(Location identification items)
=-=-=-=-=
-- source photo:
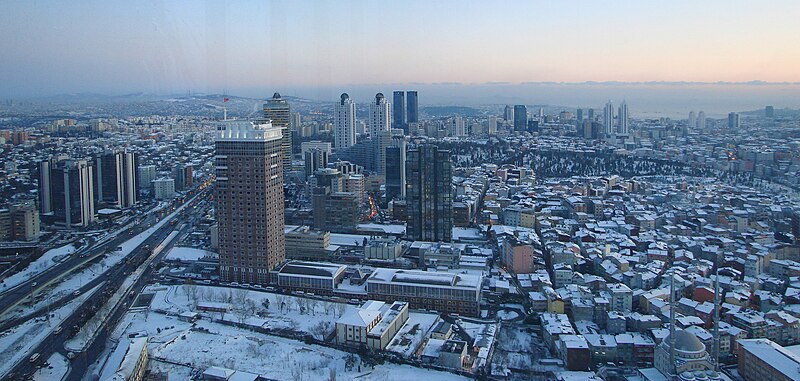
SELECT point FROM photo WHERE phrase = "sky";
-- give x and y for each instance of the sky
(320, 48)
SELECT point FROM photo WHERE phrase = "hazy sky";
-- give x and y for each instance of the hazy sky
(162, 47)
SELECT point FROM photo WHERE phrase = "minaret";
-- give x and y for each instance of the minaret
(716, 320)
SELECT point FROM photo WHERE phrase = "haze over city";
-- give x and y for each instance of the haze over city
(399, 191)
(491, 49)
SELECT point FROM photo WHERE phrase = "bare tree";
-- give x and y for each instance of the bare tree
(280, 300)
(240, 296)
(321, 329)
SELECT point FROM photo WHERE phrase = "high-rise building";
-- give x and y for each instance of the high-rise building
(182, 173)
(508, 113)
(296, 122)
(399, 110)
(380, 143)
(249, 191)
(520, 118)
(278, 111)
(164, 188)
(130, 179)
(608, 118)
(412, 108)
(344, 119)
(116, 178)
(24, 221)
(429, 194)
(492, 129)
(396, 169)
(315, 159)
(733, 120)
(622, 119)
(45, 197)
(146, 175)
(71, 191)
(378, 116)
(456, 126)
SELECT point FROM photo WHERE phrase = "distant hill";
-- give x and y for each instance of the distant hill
(442, 111)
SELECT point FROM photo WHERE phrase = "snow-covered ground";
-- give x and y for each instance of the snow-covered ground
(209, 344)
(89, 330)
(412, 333)
(187, 254)
(46, 261)
(284, 312)
(507, 315)
(17, 343)
(56, 370)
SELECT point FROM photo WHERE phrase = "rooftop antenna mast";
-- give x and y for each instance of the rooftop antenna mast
(225, 99)
(672, 323)
(716, 318)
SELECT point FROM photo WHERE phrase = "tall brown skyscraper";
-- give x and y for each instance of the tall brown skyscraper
(249, 194)
(279, 112)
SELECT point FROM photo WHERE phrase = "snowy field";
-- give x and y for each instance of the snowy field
(187, 254)
(56, 370)
(208, 343)
(412, 333)
(305, 315)
(518, 348)
(17, 343)
(46, 261)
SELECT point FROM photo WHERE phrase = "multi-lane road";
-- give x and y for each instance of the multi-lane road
(110, 281)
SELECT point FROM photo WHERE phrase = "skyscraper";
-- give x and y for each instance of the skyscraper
(399, 110)
(344, 119)
(520, 118)
(71, 191)
(315, 159)
(429, 195)
(249, 191)
(116, 178)
(608, 118)
(622, 119)
(733, 120)
(279, 112)
(396, 169)
(412, 110)
(508, 113)
(378, 116)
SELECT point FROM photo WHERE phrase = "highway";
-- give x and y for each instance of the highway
(11, 298)
(111, 280)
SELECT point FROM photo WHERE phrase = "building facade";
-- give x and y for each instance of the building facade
(278, 111)
(344, 121)
(249, 195)
(429, 194)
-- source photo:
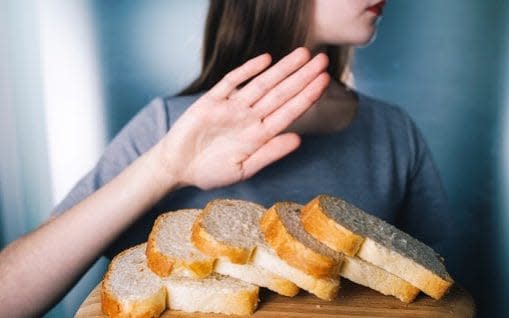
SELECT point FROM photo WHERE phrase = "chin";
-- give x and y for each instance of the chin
(365, 40)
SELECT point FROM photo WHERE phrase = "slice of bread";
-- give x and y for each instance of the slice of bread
(169, 245)
(345, 228)
(323, 288)
(287, 225)
(369, 275)
(228, 230)
(283, 231)
(257, 275)
(130, 289)
(213, 294)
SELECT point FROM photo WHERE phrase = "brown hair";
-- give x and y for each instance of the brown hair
(238, 30)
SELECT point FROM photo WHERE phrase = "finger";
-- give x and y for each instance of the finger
(264, 82)
(291, 110)
(275, 149)
(239, 75)
(291, 86)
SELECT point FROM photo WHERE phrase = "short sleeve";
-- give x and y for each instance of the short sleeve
(425, 212)
(138, 136)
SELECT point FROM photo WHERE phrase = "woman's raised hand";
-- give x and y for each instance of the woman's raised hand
(229, 134)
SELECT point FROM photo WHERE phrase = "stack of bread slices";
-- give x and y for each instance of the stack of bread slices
(215, 259)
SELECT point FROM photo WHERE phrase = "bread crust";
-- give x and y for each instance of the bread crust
(369, 275)
(150, 307)
(268, 279)
(322, 227)
(417, 275)
(208, 245)
(163, 265)
(292, 250)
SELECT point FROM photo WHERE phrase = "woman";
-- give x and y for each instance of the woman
(256, 126)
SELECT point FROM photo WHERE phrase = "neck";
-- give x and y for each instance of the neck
(333, 112)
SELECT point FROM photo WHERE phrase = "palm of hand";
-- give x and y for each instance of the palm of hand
(227, 136)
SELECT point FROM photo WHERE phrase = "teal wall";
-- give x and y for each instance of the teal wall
(445, 62)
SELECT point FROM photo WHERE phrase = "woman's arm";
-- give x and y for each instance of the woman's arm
(226, 136)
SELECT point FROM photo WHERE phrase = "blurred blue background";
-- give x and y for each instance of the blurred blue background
(72, 73)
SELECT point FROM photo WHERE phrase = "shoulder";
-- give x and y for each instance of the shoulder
(392, 124)
(177, 105)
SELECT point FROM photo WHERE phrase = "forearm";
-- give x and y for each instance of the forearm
(36, 270)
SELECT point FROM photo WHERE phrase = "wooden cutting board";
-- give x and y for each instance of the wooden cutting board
(353, 301)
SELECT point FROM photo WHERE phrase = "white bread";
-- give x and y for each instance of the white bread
(293, 244)
(345, 228)
(213, 294)
(169, 246)
(323, 288)
(369, 275)
(257, 275)
(130, 289)
(228, 231)
(283, 232)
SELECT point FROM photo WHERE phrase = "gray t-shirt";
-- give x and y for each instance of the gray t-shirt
(379, 163)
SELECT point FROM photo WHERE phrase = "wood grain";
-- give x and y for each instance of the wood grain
(353, 301)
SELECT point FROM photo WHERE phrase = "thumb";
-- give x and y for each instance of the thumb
(273, 150)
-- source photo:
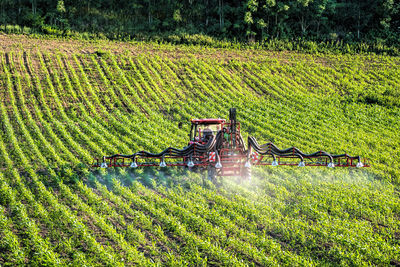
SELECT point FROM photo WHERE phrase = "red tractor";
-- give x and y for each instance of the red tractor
(218, 146)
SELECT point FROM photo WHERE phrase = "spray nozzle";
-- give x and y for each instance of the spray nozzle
(103, 165)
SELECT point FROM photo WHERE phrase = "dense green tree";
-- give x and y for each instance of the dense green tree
(350, 20)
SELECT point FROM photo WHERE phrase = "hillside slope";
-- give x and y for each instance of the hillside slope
(65, 102)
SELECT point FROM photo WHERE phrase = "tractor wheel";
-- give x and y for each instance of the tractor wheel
(246, 174)
(211, 173)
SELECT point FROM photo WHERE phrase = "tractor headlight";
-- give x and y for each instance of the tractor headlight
(190, 164)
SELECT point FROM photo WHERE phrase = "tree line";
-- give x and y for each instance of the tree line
(254, 20)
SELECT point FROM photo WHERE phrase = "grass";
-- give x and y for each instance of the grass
(65, 102)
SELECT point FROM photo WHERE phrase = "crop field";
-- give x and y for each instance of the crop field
(63, 103)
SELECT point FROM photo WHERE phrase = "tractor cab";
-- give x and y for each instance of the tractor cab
(203, 129)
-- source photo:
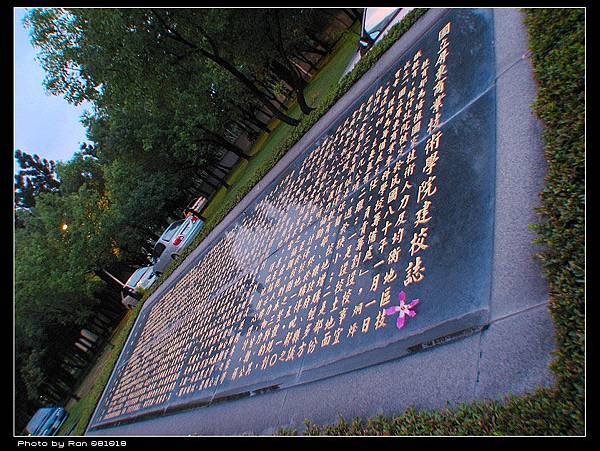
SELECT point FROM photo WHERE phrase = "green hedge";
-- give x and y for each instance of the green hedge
(85, 407)
(557, 44)
(299, 131)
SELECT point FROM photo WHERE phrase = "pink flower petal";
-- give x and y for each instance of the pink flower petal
(392, 310)
(413, 303)
(402, 297)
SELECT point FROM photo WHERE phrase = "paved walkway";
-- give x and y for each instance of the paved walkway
(510, 355)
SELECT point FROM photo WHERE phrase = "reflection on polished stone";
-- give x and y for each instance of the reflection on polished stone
(321, 272)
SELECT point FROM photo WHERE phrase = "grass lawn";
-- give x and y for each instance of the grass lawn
(91, 388)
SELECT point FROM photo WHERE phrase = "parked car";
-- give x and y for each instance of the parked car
(46, 421)
(142, 277)
(173, 240)
(195, 207)
(375, 24)
(375, 20)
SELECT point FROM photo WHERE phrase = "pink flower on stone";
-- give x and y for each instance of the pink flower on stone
(403, 309)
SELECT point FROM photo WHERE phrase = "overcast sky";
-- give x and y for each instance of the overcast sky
(44, 124)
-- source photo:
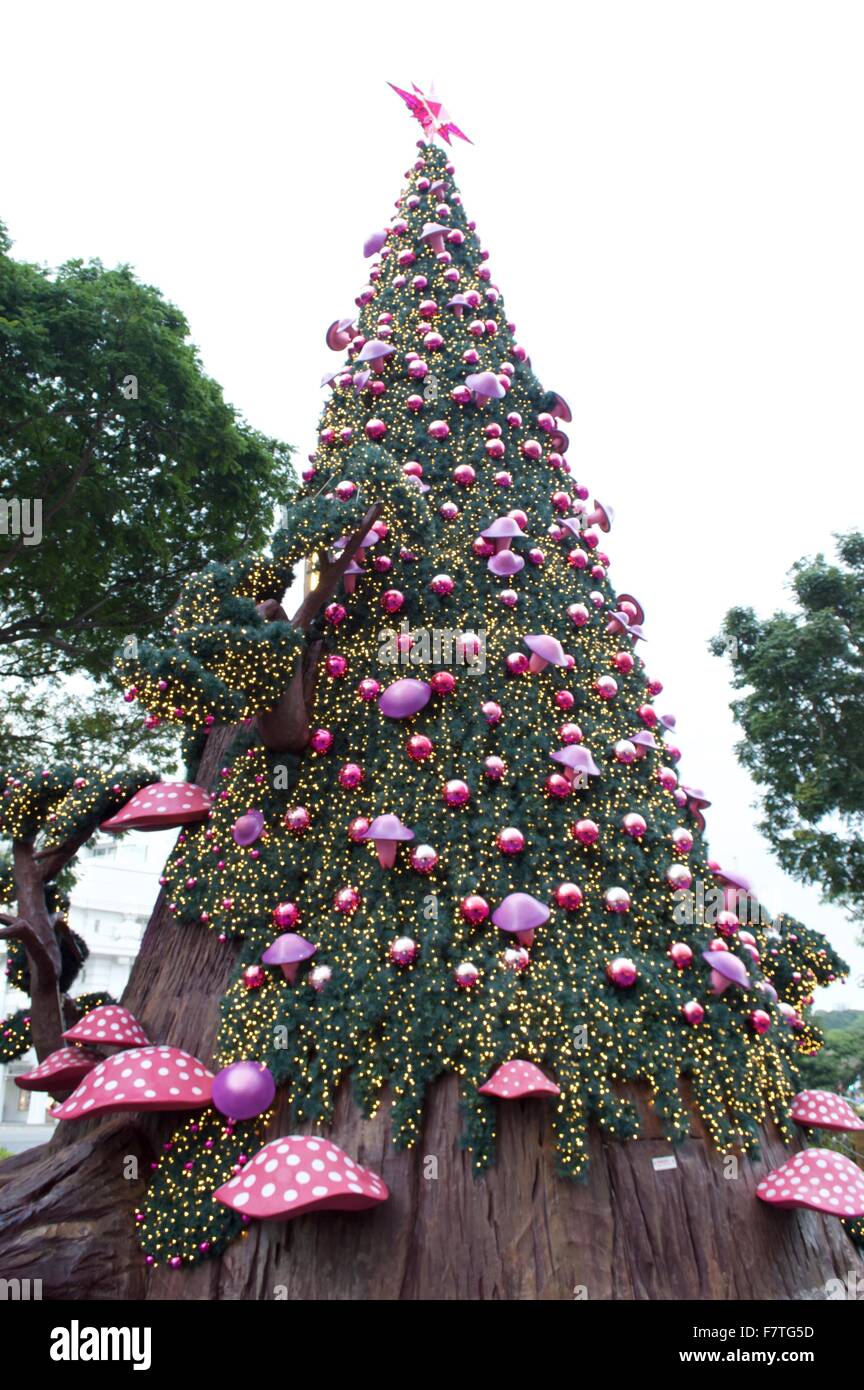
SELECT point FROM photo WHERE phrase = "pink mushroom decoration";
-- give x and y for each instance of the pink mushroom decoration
(516, 1080)
(247, 829)
(404, 698)
(350, 574)
(600, 516)
(161, 806)
(110, 1025)
(521, 915)
(339, 334)
(824, 1109)
(434, 236)
(575, 758)
(60, 1070)
(485, 387)
(696, 804)
(300, 1173)
(504, 563)
(545, 651)
(372, 243)
(818, 1179)
(145, 1079)
(386, 831)
(727, 969)
(289, 952)
(503, 531)
(375, 353)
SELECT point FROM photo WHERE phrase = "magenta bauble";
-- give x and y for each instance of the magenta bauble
(418, 748)
(634, 824)
(622, 972)
(474, 909)
(617, 900)
(568, 895)
(510, 841)
(321, 741)
(286, 915)
(586, 831)
(456, 792)
(403, 951)
(681, 955)
(424, 859)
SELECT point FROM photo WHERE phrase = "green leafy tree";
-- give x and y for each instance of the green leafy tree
(122, 470)
(411, 977)
(802, 710)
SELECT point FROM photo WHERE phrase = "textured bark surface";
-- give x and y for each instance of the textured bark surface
(520, 1232)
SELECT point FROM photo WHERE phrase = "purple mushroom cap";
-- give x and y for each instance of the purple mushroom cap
(372, 243)
(247, 829)
(485, 384)
(404, 698)
(643, 738)
(547, 648)
(500, 528)
(504, 563)
(575, 755)
(374, 349)
(288, 950)
(388, 827)
(520, 912)
(731, 966)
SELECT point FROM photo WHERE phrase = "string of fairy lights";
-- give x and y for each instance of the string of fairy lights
(356, 1009)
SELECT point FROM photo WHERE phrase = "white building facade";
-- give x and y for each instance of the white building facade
(111, 902)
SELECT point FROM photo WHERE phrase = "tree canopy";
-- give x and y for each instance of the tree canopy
(802, 710)
(134, 467)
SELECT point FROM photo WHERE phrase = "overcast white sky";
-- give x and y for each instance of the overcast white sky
(671, 196)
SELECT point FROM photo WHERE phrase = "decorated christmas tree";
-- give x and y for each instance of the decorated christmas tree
(452, 888)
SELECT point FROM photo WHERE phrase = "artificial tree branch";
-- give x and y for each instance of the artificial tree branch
(286, 727)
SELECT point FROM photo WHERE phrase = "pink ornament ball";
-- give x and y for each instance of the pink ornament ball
(403, 951)
(586, 831)
(511, 841)
(346, 901)
(681, 955)
(568, 895)
(424, 859)
(350, 776)
(286, 915)
(466, 975)
(456, 792)
(617, 900)
(474, 909)
(622, 972)
(634, 824)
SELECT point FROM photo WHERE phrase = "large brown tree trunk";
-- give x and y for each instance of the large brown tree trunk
(518, 1232)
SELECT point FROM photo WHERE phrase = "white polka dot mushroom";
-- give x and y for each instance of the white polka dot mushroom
(61, 1069)
(300, 1173)
(110, 1025)
(824, 1109)
(145, 1079)
(161, 806)
(818, 1179)
(517, 1079)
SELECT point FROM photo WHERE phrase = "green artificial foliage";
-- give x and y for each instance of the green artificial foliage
(410, 976)
(802, 712)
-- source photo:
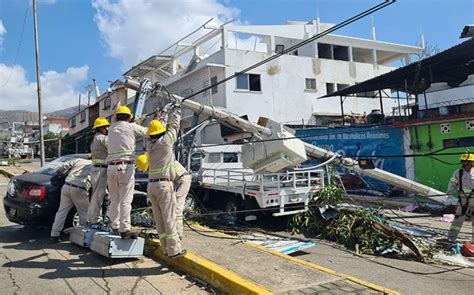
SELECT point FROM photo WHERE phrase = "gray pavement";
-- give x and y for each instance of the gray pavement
(405, 276)
(30, 264)
(272, 272)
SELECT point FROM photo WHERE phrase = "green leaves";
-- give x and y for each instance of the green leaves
(351, 227)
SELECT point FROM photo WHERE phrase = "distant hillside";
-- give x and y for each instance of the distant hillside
(22, 115)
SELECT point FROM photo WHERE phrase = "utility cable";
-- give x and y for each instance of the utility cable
(19, 43)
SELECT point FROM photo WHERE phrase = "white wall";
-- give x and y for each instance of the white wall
(284, 98)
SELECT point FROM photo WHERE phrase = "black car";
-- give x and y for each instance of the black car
(33, 198)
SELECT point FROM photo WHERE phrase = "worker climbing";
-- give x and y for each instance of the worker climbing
(461, 185)
(74, 193)
(163, 172)
(121, 170)
(99, 171)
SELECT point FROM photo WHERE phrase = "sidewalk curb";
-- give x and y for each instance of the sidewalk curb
(7, 173)
(208, 271)
(307, 263)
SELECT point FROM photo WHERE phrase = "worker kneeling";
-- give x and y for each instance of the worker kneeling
(75, 193)
(461, 185)
(161, 176)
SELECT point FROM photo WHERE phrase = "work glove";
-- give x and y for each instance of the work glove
(140, 120)
(177, 103)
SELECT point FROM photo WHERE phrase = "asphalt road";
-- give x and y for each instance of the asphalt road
(30, 264)
(405, 276)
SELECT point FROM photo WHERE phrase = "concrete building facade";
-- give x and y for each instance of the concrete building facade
(285, 89)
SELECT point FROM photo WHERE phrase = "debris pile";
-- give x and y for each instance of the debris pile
(352, 227)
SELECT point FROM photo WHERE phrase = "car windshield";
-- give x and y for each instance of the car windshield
(52, 167)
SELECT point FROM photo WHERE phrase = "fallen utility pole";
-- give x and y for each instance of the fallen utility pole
(311, 150)
(38, 83)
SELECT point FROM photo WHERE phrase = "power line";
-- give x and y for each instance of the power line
(19, 43)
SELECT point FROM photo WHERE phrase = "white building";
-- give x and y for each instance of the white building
(285, 89)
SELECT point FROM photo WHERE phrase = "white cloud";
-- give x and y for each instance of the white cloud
(135, 29)
(58, 89)
(47, 1)
(3, 31)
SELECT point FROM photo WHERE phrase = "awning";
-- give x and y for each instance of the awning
(452, 65)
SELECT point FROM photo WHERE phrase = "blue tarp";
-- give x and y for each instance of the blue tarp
(359, 142)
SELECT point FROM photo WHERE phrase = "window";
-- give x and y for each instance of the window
(342, 86)
(214, 157)
(325, 51)
(213, 82)
(330, 88)
(458, 142)
(310, 84)
(107, 103)
(249, 82)
(231, 157)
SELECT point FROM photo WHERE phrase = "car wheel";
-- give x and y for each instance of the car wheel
(71, 217)
(189, 204)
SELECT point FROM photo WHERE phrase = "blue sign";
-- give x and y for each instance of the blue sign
(361, 142)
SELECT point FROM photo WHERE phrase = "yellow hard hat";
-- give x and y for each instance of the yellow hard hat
(142, 162)
(100, 122)
(124, 110)
(467, 157)
(156, 127)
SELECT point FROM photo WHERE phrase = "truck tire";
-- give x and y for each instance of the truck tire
(189, 204)
(232, 204)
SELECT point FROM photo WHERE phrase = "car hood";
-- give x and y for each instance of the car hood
(37, 178)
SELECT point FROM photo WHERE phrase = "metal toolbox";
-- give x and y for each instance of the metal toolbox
(112, 246)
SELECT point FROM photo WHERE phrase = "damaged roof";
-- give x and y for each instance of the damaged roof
(452, 65)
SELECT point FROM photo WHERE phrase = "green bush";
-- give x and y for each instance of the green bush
(350, 227)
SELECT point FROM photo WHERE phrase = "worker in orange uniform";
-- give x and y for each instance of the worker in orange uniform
(163, 171)
(99, 171)
(121, 170)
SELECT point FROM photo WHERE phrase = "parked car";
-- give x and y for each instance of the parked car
(33, 198)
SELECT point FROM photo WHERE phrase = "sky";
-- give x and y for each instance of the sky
(84, 39)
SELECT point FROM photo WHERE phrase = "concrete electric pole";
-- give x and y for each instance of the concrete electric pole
(38, 83)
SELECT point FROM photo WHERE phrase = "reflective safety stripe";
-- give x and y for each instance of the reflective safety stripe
(172, 137)
(162, 170)
(120, 153)
(168, 236)
(99, 162)
(455, 228)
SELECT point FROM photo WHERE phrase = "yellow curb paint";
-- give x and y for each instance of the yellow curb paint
(216, 275)
(6, 173)
(306, 263)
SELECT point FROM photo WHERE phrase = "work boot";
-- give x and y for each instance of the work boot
(128, 235)
(54, 240)
(96, 226)
(180, 254)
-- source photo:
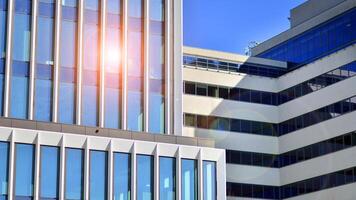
=-=-=-=-=
Instruction: Gather every line of the items above that contains the string "awning", and copy each one out.

Exercise answer:
SELECT point FROM photo WHERE phrase = "awning";
-- give x and y for each instance of the awning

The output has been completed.